(Stored entries)
Start of Block
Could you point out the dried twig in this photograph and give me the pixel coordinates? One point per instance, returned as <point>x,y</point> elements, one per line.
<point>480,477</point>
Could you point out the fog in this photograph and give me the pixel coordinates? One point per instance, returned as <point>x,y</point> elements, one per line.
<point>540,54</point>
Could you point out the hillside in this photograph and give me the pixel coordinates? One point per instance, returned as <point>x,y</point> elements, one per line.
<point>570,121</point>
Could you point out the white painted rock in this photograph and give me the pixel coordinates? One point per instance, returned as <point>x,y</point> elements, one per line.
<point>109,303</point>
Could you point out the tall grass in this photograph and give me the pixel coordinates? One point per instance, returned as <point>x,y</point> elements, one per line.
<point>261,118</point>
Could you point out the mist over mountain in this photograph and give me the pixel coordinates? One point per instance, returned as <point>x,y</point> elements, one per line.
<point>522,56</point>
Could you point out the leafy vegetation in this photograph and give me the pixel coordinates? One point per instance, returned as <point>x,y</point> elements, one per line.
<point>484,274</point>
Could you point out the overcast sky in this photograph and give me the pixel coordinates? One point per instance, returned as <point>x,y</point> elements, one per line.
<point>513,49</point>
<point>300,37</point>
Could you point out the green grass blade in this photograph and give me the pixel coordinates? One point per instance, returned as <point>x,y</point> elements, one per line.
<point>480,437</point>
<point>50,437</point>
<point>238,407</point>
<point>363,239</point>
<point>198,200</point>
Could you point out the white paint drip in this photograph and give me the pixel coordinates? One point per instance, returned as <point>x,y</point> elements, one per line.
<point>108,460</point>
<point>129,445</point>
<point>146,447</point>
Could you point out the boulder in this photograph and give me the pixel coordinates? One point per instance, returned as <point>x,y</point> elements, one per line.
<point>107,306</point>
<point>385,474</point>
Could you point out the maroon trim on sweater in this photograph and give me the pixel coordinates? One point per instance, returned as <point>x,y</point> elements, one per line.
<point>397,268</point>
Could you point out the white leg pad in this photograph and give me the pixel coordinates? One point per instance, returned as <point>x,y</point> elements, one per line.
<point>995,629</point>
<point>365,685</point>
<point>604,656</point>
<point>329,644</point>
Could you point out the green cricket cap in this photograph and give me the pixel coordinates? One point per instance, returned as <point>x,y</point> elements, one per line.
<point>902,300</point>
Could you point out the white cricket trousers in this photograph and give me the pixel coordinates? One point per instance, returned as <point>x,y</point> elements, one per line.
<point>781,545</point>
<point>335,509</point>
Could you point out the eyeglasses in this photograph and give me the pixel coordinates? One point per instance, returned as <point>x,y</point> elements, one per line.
End of Block
(Prompt)
Could you write out all the entries exactly as given?

(Output of the task)
Could you point out the dried twig in this photograph and give me the pixel coordinates? One point per instance, returned as <point>x,y</point> elements, one per line.
<point>480,477</point>
Could you point out the fog in this photograph and give me the pixel coordinates? One point per instance, returned as <point>x,y</point> elements, one per line.
<point>540,54</point>
Could you point out the hillside in this photograph and give me the pixel coordinates? One point per instance, returned as <point>x,y</point> elements, one per line.
<point>570,121</point>
Could you point out the white painted rock in this photograph and give me the pixel coordinates? One point per instance, returned as <point>x,y</point> elements, one per line.
<point>109,303</point>
Could you point out the tall grass in this photograph and give me the pixel coordinates? One point per instance, returned as <point>x,y</point> elements, one per line.
<point>261,118</point>
Could you point out the mist over mountain in this photograph and give me the pixel coordinates? One point per instance, returned as <point>x,y</point> elements, one per line.
<point>522,56</point>
Could you point out the leafy vegetation in this photograph and give me the pixel coordinates? One point per instance, returned as <point>x,y</point> elements, one per line.
<point>484,274</point>
Could you point out the overcast sky in this photograph and give me the pixel coordinates? One point per instance, returned as <point>x,y</point> elements, one per line.
<point>513,49</point>
<point>300,37</point>
Could you point out the green grass blade in this photograph and give me the pixel coordinates? One point per instance, returned as <point>x,y</point> elements, one per line.
<point>480,437</point>
<point>50,437</point>
<point>238,407</point>
<point>363,239</point>
<point>198,200</point>
Could you point out the white paint drip in this photograph and give me the pixel coordinates? One point per instance, returned as <point>x,y</point> elements, one per line.
<point>108,460</point>
<point>129,445</point>
<point>146,447</point>
Could you point out the boulder in this photograph and give me the pixel coordinates? One point per instance, returned as <point>x,y</point> elements, one per line.
<point>107,306</point>
<point>385,474</point>
Could you point out the maroon trim on sweater in this photograph and give me the pixel coordinates? One point per instance, returned as <point>x,y</point> elements, one per line.
<point>397,268</point>
Could you point out the white leg pad in this photograph and give me the pixel coordinates? One point per instance, returned as <point>x,y</point> elements, one per line.
<point>995,629</point>
<point>365,685</point>
<point>604,656</point>
<point>329,644</point>
Could you point out the green cricket cap in this photograph and give me the pixel coordinates? One point per instance, returned as <point>x,y</point> elements, one per line.
<point>902,300</point>
Could you point out the white cricket trousers in this photograph and give me the pixel coordinates? One point per instance, returned as <point>x,y</point> elements, one per line.
<point>781,545</point>
<point>335,509</point>
Could you point out the eyeglasses in this photograph and give me the pixel coordinates? One point per instance, returned as <point>x,y</point> elements, one per line.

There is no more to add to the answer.